[[ Document text open ]]

Days shy of her 84th birthday, Grandma was active and fiercely independent. She worked nearly full-time as a volunteer for the local hospital and major league baseball team, walked to the mall and grocery store when the weather was nice, and took cruise vacations and road trips to visit family and see new places whenever she had the opportunity. She was loving, giving, and adventurous. She was also a woman who lived her own way and spoke her own mind—and made no apologies for it. And that was something everyone she befriended came to love about her.

Thinking of Grandma, many things come to mind: Baseball. Her perfectly styled hair. The Sweet Tomatoes and Fresh Choice coupons she always clipped for me. Retro furniture. Jigsaw puzzles. Her impeccable handwriting and ridiculously prompt thank-you cards. Crystal napkin rings. The smell of burnt chocolate at her house (she lived near a chocolate factory). And the Christmas Eve celebrations we had at her place for many, many years. She’d make us a fabulous dinner, one of us would sneak a treat into her stocking, we’d open gifts (which always included savings bonds, socks, and See’s candy), and just spend the evening talking and laughing and having some of the best of times.

And, of course, I remember the dating pressure…

Ever since I broke up with my high school boyfriend, Grandma would ask about my love life and offer unsolicited advice and opinions. “Why doesn’t Michael come around anymore?” “You let a good one go.” “Aren’t there any available young men at that church of yours?” She once tried to set me up on a blind date with a twentysomething she met at an Oakland A’s game. And one Valentine’s Day while I was away at college, she tucked a newspaper clipping about online dating services into my card.

[[ Document text closed ]]
[[ Data excerpts open ]]

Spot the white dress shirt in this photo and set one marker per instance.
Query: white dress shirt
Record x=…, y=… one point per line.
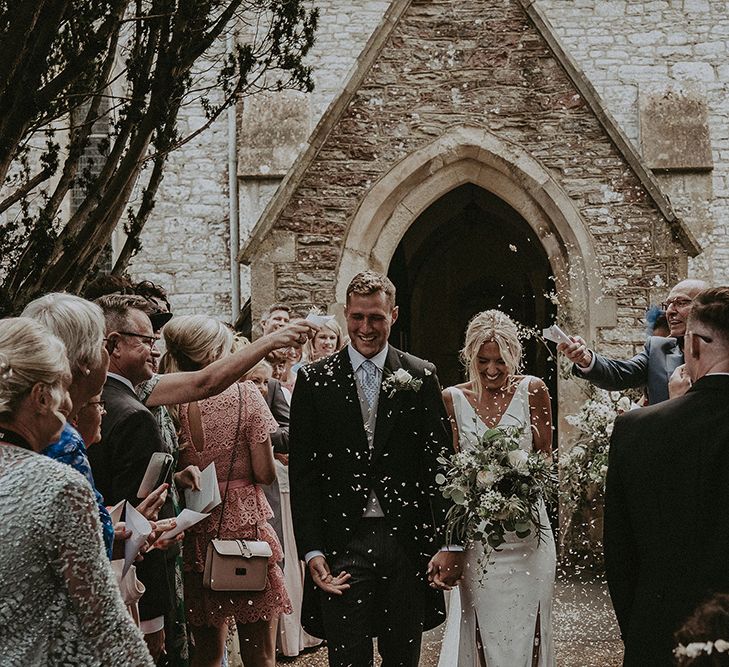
x=373, y=508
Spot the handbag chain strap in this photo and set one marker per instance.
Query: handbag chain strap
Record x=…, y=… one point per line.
x=232, y=458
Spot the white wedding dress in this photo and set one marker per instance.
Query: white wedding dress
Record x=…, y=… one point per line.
x=510, y=606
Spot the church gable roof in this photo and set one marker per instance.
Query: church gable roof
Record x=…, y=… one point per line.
x=401, y=24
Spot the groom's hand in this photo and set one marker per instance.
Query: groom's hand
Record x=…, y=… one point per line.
x=445, y=569
x=322, y=576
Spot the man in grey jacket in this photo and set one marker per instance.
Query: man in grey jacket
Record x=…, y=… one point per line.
x=654, y=365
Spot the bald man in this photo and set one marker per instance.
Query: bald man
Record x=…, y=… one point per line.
x=653, y=366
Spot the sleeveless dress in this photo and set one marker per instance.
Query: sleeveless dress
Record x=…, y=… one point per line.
x=246, y=509
x=503, y=605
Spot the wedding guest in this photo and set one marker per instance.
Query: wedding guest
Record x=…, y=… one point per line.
x=274, y=317
x=366, y=511
x=291, y=638
x=80, y=325
x=59, y=603
x=654, y=365
x=501, y=613
x=192, y=384
x=703, y=640
x=666, y=529
x=129, y=437
x=232, y=430
x=326, y=342
x=88, y=419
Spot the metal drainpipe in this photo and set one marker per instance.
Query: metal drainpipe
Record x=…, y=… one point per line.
x=233, y=199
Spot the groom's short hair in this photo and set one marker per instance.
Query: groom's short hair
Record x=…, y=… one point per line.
x=371, y=282
x=711, y=307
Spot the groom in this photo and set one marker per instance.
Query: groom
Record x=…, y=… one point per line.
x=367, y=425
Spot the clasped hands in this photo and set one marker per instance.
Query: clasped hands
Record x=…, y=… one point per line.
x=445, y=570
x=149, y=508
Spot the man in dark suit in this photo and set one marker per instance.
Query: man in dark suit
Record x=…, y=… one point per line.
x=653, y=366
x=367, y=425
x=129, y=437
x=666, y=519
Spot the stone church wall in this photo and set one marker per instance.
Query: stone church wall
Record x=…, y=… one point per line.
x=477, y=64
x=621, y=45
x=630, y=49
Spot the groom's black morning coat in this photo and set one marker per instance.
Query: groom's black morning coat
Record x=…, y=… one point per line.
x=667, y=516
x=332, y=470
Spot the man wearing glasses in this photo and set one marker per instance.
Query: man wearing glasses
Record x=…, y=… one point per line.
x=654, y=365
x=129, y=437
x=666, y=522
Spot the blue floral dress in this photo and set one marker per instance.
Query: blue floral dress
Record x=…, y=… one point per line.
x=71, y=450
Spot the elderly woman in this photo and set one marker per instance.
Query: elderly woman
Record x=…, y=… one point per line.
x=80, y=326
x=59, y=603
x=233, y=431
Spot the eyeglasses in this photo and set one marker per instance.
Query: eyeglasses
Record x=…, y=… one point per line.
x=149, y=341
x=677, y=302
x=706, y=339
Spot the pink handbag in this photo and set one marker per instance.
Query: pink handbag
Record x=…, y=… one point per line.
x=236, y=565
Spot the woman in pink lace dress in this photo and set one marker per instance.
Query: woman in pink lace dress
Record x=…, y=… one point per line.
x=208, y=433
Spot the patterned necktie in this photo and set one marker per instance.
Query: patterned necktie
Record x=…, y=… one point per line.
x=370, y=385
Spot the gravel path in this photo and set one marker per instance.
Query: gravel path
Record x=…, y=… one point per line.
x=585, y=631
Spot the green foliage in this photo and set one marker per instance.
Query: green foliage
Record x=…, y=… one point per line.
x=90, y=91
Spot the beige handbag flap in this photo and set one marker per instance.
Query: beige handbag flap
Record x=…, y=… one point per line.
x=246, y=548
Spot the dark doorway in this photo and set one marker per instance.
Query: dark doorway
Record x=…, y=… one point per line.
x=467, y=252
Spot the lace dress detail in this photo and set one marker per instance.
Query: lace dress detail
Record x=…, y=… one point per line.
x=59, y=603
x=176, y=645
x=246, y=512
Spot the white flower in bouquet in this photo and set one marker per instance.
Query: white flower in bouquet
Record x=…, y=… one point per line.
x=496, y=488
x=622, y=404
x=519, y=460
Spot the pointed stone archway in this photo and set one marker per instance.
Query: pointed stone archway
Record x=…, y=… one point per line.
x=467, y=252
x=472, y=155
x=502, y=172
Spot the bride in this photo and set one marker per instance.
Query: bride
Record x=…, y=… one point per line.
x=502, y=618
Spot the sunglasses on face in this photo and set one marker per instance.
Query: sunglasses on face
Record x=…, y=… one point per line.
x=149, y=341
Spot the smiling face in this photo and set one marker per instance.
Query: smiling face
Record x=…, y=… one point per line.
x=88, y=420
x=133, y=357
x=260, y=376
x=276, y=320
x=679, y=305
x=492, y=370
x=369, y=320
x=324, y=343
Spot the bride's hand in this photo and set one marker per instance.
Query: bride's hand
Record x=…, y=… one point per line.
x=445, y=569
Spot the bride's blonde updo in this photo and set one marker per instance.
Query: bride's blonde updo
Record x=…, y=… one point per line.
x=484, y=327
x=194, y=341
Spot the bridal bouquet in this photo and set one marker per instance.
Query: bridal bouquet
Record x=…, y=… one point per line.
x=495, y=488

[[ Data excerpts closed ]]

→ Required work
A. Translate the sentence "She was loving, giving, and adventurous." from the passage about Grandma into Spanish.
B. Retype the passage about Grandma starting at "And, of course, I" and ending at "into my card.".

→ Solution set
A. Era cariñosa, generosa y aventurera.

B.
And, of course, I remember the dating pressure…

Ever since I broke up with my high school boyfriend, Grandma would ask about my love life and offer unsolicited advice and opinions. “Why doesn’t Michael come around anymore?” “You let a good one go.” “Aren’t there any available young men at that church of yours?” She once tried to set me up on a blind date with a twentysomething she met at an Oakland A’s game. And one Valentine’s Day while I was away at college, she tucked a newspaper clipping about online dating services into my card.